PROBLEM:
Once you reach the line containing "Please locate the asphalt", reproduce it and every later line exactly, through the end of the data.

── DATA FOR THIS EXERCISE

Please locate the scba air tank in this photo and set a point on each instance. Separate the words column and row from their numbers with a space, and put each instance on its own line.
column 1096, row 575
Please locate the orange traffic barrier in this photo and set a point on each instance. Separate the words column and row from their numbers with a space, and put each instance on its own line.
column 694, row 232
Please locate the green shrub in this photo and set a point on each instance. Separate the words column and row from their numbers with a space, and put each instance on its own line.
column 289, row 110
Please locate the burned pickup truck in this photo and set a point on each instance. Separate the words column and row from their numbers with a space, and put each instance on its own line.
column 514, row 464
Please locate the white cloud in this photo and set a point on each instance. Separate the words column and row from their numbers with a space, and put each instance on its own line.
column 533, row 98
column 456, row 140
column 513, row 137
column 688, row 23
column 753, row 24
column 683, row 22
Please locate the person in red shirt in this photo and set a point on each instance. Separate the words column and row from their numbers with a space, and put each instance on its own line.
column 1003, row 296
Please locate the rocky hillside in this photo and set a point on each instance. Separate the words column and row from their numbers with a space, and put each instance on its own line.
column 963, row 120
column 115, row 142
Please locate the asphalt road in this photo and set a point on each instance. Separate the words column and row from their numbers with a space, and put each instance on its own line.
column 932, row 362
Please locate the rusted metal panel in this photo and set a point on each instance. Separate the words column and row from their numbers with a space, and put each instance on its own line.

────

ANSWER FOR THIS EXERCISE:
Please locate the asphalt road in this photo and set a point on each instance. Separate the words column and row from their numbers with a space, and put each instance on its own line.
column 932, row 362
Please locate the rusted metal panel in this photo and set a point on each instance. Separate the words column and row from their numbers with a space, and put each instance on its own line.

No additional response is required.